▸ DOCUMENT
* Start *
I'm trying to join two data sets in R using a left join in a function. Firstly I have my main data frame GE_GC referenced by the "df" in the function and I am trying to join a data frame called GE_GC_Teacher_Names however I would like the "GE_GC" part of the object name to be dynamic as I have multiple data sets with unique set of names that needs to be joined. For example if the "df" reference in my function was EX_EF then the function would join the EX_EF_Teacher_Names data frame onto the EX_EF data frame.
Q2_Table <- function(df){
df %>% select(contains("Q2_")) %>%
gather(var,value) %>%
group_by(var) %>%
summarise(
Mean = round(mean(as.numeric(value), na.rm = TRUE), 2),
Responses = length(value[!is.na(value)]),
"Very Dissatisfied" = paste0(length(value[value == "1" & !is.na(value)]), " (", sprintf("%1.0f%%", length(value[value == "1" & !is.na(value)])/Responses*100), ")"),
"Dissatisfied" = paste0(length(value[value == "2" & !is.na(value)]), " (", sprintf("%1.0f%%", length(value[value == "2" & !is.na(value)])/Responses*100), ")"),
"Neutral" = paste0(length(value[value == "3" & !is.na(value)]), " (", sprintf("%1.0f%%", length(value[value == "3" & !is.na(value)])/Responses*100), ")"),
"Satisfied" = paste0(length(value[value == "4" & !is.na(value)]), " (", sprintf("%1.0f%%", length(value[value == "4" & !is.na(value)])/Responses*100), ")"),
"Very Satisfied" = paste0(length(value[value == "5" & !is.na(value)]), " (", sprintf("%1.0f%%", length(value[value == "5" & !is.na(value)])/Responses*100), ")")
) %>%
left_join(
as.name(paste0((deparse(substitute(df))),"_Teacher_Names")), #Here works with imputed df name but trying to dynamically name teacher df
by = 'var'
) %>%
rename("Teacher" = teacher) %>%
select(-var, -value) %>%
relocate(Teacher, .before = Mean)
}
Q2_Output <- Q2_Table(GE_GC)
When trying to run this function I get the following error even though a matching column called "var" is present in the GE_GC and GE_GC_Teacher_Names data frames.
Error in
auto_copy()
: !x
andy
must share the same src. i setcopy
= TRUE (may be slow). Runrlang::last_error()
to see where the error occurred. >
The following code works fine when I input the teacher data frame name manually
Q2_Table <- function(df){
df %>% select(contains("Q2_")) %>%
gather(var,value) %>%
group_by(var) %>%
summarise(
Mean = round(mean(as.numeric(value), na.rm = TRUE), 2),
Responses = length(value[!is.na(value)]),
"Very Dissatisfied" = paste0(length(value[value == "1" & !is.na(value)]), " (", sprintf("%1.0f%%", length(value[value == "1" & !is.na(value)])/Responses*100), ")"),
"Dissatisfied" = paste0(length(value[value == "2" & !is.na(value)]), " (", sprintf("%1.0f%%", length(value[value == "2" & !is.na(value)])/Responses*100), ")"),
"Neutral" = paste0(length(value[value == "3" & !is.na(value)]), " (", sprintf("%1.0f%%", length(value[value == "3" & !is.na(value)])/Responses*100), ")"),
"Satisfied" = paste0(length(value[value == "4" & !is.na(value)]), " (", sprintf("%1.0f%%", length(value[value == "4" & !is.na(value)])/Responses*100), ")"),
"Very Satisfied" = paste0(length(value[value == "5" & !is.na(value)]), " (", sprintf("%1.0f%%", length(value[value == "5" & !is.na(value)])/Responses*100), ")")
* End *
▸ STORED DATA
* Start *
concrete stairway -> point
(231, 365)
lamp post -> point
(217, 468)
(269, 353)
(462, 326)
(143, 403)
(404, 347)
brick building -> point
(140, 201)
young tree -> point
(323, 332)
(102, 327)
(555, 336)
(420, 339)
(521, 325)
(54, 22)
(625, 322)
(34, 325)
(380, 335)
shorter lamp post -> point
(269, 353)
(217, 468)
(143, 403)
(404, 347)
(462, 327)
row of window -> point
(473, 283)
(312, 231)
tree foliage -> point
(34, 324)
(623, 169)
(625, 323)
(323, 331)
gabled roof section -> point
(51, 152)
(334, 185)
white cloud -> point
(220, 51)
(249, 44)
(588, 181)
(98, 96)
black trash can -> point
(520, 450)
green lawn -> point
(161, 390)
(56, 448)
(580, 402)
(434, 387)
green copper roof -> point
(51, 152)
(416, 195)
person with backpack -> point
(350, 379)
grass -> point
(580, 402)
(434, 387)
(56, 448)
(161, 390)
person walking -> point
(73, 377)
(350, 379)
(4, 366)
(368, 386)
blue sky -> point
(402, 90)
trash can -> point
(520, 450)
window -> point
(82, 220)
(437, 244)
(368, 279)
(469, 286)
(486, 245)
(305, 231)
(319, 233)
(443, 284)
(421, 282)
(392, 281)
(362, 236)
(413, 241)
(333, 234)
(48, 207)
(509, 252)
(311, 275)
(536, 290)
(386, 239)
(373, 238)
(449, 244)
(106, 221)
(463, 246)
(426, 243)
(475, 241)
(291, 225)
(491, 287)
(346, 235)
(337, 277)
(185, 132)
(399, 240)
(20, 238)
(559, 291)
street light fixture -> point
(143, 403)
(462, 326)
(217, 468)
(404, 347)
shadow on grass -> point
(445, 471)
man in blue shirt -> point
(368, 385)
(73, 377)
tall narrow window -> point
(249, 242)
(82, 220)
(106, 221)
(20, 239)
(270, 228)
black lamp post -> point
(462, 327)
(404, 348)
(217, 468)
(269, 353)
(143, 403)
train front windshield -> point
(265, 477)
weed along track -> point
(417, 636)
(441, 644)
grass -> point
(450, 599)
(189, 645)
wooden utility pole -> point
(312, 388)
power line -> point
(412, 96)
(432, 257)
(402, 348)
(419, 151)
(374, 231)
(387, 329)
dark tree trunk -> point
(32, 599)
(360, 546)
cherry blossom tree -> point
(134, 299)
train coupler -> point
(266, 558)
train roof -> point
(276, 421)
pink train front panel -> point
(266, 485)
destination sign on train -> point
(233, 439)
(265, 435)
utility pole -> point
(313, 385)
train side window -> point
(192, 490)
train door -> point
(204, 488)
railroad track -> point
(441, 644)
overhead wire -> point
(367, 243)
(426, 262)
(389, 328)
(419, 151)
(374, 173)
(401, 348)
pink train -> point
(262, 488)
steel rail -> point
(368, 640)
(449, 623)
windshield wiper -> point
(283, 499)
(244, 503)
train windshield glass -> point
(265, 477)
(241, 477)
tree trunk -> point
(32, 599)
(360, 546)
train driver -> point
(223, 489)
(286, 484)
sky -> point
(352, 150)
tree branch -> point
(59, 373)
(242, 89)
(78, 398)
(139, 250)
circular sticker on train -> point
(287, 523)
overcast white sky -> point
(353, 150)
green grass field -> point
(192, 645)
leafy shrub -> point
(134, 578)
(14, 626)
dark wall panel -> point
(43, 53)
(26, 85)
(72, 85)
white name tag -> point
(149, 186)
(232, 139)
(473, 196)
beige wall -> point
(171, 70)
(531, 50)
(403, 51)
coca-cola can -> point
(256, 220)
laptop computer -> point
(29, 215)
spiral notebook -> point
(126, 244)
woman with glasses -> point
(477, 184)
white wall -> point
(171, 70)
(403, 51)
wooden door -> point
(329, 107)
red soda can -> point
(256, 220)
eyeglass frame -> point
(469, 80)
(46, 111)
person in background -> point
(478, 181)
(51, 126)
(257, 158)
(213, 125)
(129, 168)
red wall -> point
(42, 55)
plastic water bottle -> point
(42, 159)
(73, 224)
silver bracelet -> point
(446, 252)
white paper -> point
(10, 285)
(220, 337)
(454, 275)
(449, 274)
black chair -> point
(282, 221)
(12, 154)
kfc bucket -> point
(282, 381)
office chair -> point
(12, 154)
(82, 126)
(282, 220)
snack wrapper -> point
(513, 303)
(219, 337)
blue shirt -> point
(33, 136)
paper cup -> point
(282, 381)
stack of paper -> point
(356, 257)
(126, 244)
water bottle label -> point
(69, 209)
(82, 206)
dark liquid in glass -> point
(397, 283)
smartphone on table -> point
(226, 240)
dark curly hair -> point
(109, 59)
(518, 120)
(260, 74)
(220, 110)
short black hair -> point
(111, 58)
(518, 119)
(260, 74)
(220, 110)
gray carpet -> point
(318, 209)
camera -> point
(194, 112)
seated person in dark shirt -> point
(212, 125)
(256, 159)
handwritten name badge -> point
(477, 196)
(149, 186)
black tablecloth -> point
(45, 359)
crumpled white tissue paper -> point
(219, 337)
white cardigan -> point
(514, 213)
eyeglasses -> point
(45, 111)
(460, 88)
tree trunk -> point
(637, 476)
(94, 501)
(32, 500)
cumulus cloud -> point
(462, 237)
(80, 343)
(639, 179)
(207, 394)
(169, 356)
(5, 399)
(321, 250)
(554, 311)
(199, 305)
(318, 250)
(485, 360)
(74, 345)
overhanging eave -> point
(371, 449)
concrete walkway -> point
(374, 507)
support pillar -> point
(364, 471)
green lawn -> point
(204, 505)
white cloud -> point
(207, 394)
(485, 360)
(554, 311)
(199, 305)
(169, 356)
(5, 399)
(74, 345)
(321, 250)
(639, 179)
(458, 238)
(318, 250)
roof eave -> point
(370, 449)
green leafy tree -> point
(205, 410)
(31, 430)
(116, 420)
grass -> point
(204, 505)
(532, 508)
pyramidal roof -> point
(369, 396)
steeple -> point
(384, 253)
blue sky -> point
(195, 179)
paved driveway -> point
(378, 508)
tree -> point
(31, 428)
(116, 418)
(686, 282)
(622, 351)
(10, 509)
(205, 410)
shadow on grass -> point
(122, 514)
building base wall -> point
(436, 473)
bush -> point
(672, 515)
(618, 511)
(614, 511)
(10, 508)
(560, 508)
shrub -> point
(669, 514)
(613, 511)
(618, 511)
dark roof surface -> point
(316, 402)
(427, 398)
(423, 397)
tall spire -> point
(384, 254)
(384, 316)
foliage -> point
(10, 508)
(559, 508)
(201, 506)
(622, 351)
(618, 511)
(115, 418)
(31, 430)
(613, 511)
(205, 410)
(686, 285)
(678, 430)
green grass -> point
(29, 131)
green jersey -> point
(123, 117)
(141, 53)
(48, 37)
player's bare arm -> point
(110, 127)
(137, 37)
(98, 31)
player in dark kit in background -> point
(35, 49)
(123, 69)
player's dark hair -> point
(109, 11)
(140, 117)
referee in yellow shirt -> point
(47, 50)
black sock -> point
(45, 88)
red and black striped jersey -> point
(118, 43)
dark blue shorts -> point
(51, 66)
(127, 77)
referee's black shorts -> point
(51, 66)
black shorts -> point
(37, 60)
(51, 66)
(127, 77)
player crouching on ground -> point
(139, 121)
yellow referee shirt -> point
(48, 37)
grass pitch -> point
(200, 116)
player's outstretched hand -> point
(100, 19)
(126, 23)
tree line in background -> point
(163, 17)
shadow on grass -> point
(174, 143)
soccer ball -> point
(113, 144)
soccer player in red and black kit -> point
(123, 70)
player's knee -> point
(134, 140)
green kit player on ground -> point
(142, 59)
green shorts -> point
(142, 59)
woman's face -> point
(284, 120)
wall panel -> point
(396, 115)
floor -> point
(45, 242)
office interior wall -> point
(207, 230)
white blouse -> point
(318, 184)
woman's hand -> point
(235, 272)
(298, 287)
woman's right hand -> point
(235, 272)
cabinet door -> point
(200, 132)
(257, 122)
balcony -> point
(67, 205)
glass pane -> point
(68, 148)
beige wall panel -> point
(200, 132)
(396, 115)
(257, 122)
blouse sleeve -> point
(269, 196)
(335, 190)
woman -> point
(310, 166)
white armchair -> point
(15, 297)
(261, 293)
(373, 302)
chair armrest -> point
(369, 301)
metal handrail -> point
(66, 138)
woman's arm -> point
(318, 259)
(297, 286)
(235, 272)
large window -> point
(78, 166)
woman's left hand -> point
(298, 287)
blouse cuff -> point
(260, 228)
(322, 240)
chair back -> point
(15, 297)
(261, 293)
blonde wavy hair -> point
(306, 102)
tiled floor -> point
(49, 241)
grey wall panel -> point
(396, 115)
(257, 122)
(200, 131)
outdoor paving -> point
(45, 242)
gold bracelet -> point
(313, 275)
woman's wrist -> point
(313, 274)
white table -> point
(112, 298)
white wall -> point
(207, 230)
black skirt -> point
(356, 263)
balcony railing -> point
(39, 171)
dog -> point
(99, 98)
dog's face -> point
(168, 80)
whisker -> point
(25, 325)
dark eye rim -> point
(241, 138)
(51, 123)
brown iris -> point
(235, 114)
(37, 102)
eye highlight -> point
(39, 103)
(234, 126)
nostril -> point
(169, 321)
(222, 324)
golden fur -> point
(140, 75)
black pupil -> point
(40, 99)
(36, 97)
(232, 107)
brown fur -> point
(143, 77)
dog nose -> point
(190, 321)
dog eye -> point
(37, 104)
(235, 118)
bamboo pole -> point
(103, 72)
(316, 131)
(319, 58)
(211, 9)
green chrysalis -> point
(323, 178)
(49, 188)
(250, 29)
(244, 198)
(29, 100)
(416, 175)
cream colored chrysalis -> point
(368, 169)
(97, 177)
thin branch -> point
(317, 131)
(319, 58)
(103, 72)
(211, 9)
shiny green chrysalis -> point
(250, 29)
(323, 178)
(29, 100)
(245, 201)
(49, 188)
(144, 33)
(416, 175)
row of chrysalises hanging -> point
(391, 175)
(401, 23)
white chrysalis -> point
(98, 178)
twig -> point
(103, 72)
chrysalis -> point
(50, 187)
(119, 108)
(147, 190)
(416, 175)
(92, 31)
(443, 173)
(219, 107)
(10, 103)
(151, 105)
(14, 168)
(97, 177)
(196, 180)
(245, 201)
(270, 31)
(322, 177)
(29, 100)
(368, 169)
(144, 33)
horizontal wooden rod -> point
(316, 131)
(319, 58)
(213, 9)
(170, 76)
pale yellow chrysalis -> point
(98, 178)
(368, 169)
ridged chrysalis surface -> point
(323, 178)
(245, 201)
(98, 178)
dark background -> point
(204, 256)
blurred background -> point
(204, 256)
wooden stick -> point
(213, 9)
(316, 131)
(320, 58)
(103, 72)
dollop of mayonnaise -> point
* End *
▸ REQUIRED WORK
A. Count the lines of the entries that contain the string "water". Reply with the number only.
B. Pick up the post about joining data frames in R where it stops and write what comes next.
The entries and the post about joining data frames in R are unrelated to each other.

▸ ANSWERS TO THE TASKS
A. 2

B.
) %>%
left_join(
GE_GC_Teacher_Names, #Here works with imputed df name but trying to dynamically name teacher df
by = 'var'
) %>%
rename("Teacher" = teacher) %>%
select(-var, -value) %>%
relocate(Teacher, .before = Mean)
}
Q2_Output <- Q2_Table(GE_GC)
So this section is the problem:
left_join(
as.name(paste0((deparse(substitute(df))),"_Teacher_Names")), #Here works with imputed df name but trying to dynamically name teacher df
by = 'var'
)
Any help would be appreciated thank you.
CodePudding user response:
I suggest you simplify this a little by making the Teacher
frame an argument to the function. This does two things:
- Simplifies your logic, where you are not relying so much on the name of an object (with the assumption of other existing variables); and
- Ensures the function is more functional, where its output is derived exclusively by the arguments passed to it, no inference, no guessing.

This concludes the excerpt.